--- Passage to read ---

[C++] possible optimization of ParserATNSimulator

[garzon]

I have found that antlr4::atn::ATNConfigSet::add takes 25.76% of whole CPU time in my parsing-intensive program. And I am wondering if I can modify ParserATNSimulator.cpp(line 726) to the following, which
significantly reduces the time of antlr4::atn::ATNConfigSet::add to 8.76%. In this way the time-consuming memory allocation and hash calculating and tracking of config in ATNConfigSet::add could be prevented.

If there is no problem with it, I could make a PR later.

size_t ParserATNSimulator::getSynValidOrSemInvalidAltThatFinishedDecisionEntryRule(ATNConfigSet *configs,
  ParserRuleContext *outerContext)
{
  std::pair<size_t, size_t> sets = splitAccordingToSemanticValidity(configs, outerContext);
  //std::unique_ptr<ATNConfigSet> semValidConfigs(sets.first);
  //std::unique_ptr<ATNConfigSet> semInvalidConfigs(sets.second);
  size_t alt = sets.first;//getAltThatFinishedDecisionEntryRule(semValidConfigs.get());
  if (alt != ATN::INVALID_ALT_NUMBER) { // semantically/syntactically viable path exists
    return alt;
  }
  // Is there a syntactically valid path with a failed pred?
  /*if (!semInvalidConfigs->configs.empty()) {
    alt = getAltThatFinishedDecisionEntryRule(semInvalidConfigs.get());
    if (alt != ATN::INVALID_ALT_NUMBER) { // syntactically viable path exists
      return alt;
    }
  }
  return ATN::INVALID_ALT_NUMBER;*/
  return sets.second;
}

/*size_t ParserATNSimulator::getAltThatFinishedDecisionEntryRule(ATNConfigSet *configs) {
  misc::IntervalSet alts;
  for (auto &c : configs->configs) {
    if (c->getOuterContextDepth() > 0 || (is<RuleStopState *>(c->state) && c->context->hasEmptyPath())) {
      alts.add(c->alt);
    }
  }
  if (alts.size() == 0) {
    return ATN::INVALID_ALT_NUMBER;
  }
  return alts.getMinElement();
}*/

inline static void add_alts(misc::IntervalSet &alts, const Ref<ATNConfig> &c) {
	if (c->getOuterContextDepth() > 0 || (is<RuleStopState *>(c->state) && c->context->hasEmptyPath())) {
      alts.add(c->alt);
    }
}

std::pair<size_t, size_t> ParserATNSimulator::splitAccordingToSemanticValidity(ATNConfigSet *configs,
  ParserRuleContext *outerContext) {

  // mem-check: both pointers must be freed by the caller.
  //ATNConfigSet *succeeded(new ATNConfigSet(configs->fullCtx));
  //ATNConfigSet *failed(new ATNConfigSet(configs->fullCtx));
  
  misc::IntervalSet succ_alts, fail_alts;
  
  for (Ref<ATNConfig> &c : configs->configs) {
    if (c->semanticContext != SemanticContext::NONE) {
      bool predicateEvaluationResult = evalSemanticContext(c->semanticContext, outerContext, c->alt, configs->fullCtx);
      if (predicateEvaluationResult) {
        //succeeded->add(c);
		add_alts(succ_alts, c);
      } else {
        //failed->add(c);
		add_alts(fail_alts, c);
      }
    } else {
      //succeeded->add(c);
	  add_alts(succ_alts, c);
    }
  }
  
  size_t succeeded = antlr4::atn::ATN::INVALID_ALT_NUMBER, failed = antlr4::atn::ATN::INVALID_ALT_NUMBER;
  if (succ_alts.size()) succeeded = succ_alts.getMinElement();
  if (fail_alts.size()) failed = fail_alts.getMinElement();
  return { succeeded, failed };
}

[mike-lischke]

You should definitely make a PR instead. Otherwise reviewing the code is too difficult.

--- Given data ---

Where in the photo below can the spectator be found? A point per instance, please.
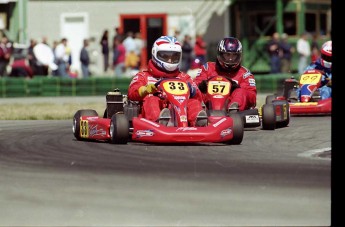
(105, 49)
(44, 56)
(85, 59)
(139, 45)
(200, 49)
(20, 66)
(287, 51)
(315, 50)
(273, 49)
(5, 55)
(31, 56)
(62, 58)
(119, 57)
(303, 49)
(129, 43)
(187, 53)
(118, 35)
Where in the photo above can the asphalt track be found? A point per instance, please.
(274, 178)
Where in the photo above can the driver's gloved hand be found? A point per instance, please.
(148, 89)
(203, 86)
(234, 85)
(192, 90)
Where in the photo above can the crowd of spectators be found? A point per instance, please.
(121, 56)
(280, 52)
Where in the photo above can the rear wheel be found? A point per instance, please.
(76, 120)
(268, 117)
(119, 129)
(270, 98)
(237, 128)
(286, 110)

---

Answer these questions using the forum thread about optimizing ParserATNSimulator:
(a) What share of total CPU time did antlr4::atn::ATNConfigSet::add take before the proposed change, and what share after?
(b) Which file and line number does the poster propose to modify?
(c) What does the reply tell the poster to do, and for what reason?

--- Full response ---
(a) 25.76% before the change and 8.76% after.
(b) ParserATNSimulator.cpp, line 726.
(c) Make a PR instead, because otherwise reviewing the code is too difficult.